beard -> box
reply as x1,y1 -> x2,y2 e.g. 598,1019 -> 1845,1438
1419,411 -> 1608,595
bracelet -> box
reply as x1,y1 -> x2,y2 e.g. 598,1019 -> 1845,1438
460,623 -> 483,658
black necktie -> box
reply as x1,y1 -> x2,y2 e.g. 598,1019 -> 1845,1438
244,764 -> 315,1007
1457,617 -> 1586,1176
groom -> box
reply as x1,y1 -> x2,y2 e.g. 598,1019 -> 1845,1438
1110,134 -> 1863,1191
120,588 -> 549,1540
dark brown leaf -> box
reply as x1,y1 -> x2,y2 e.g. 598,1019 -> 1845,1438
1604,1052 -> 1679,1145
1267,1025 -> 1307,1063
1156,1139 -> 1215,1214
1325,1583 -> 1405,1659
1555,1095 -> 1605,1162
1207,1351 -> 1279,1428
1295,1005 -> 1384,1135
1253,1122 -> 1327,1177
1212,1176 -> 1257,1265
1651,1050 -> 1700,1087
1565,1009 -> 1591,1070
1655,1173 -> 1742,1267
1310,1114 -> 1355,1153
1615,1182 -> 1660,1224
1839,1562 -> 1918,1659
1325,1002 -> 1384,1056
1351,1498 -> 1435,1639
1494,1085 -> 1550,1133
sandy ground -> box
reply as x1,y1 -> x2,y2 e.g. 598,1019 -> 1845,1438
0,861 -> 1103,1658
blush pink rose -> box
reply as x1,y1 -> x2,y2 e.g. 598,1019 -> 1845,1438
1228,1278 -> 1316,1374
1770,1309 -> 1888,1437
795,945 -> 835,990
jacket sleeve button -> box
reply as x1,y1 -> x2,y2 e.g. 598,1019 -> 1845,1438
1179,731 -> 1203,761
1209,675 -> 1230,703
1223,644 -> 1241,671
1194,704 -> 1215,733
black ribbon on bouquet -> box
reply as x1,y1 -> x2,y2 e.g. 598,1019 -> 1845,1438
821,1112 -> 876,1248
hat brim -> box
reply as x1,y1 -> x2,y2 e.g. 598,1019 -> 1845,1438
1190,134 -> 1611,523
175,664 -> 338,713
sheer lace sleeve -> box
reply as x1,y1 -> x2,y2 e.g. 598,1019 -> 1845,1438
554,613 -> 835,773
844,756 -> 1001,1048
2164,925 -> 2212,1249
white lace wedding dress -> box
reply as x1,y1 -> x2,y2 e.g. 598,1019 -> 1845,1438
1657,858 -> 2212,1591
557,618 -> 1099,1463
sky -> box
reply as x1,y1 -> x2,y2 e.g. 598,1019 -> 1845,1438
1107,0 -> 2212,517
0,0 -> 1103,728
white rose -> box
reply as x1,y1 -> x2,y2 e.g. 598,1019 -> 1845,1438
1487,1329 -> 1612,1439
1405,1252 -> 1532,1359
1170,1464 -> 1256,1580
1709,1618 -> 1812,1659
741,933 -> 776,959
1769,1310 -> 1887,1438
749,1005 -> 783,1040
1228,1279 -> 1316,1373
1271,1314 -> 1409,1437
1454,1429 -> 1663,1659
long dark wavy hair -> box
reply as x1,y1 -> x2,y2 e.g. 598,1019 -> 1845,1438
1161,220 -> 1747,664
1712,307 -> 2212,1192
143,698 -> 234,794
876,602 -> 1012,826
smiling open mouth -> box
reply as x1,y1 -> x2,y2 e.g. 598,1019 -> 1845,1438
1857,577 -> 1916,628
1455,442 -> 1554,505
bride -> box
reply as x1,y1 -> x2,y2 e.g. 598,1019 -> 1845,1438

Required work |
Take every line from the listing above that includes the word "lace" and copy it.

Answer to the problem |
sheer lace sleeve -> box
white lace wedding dress -> box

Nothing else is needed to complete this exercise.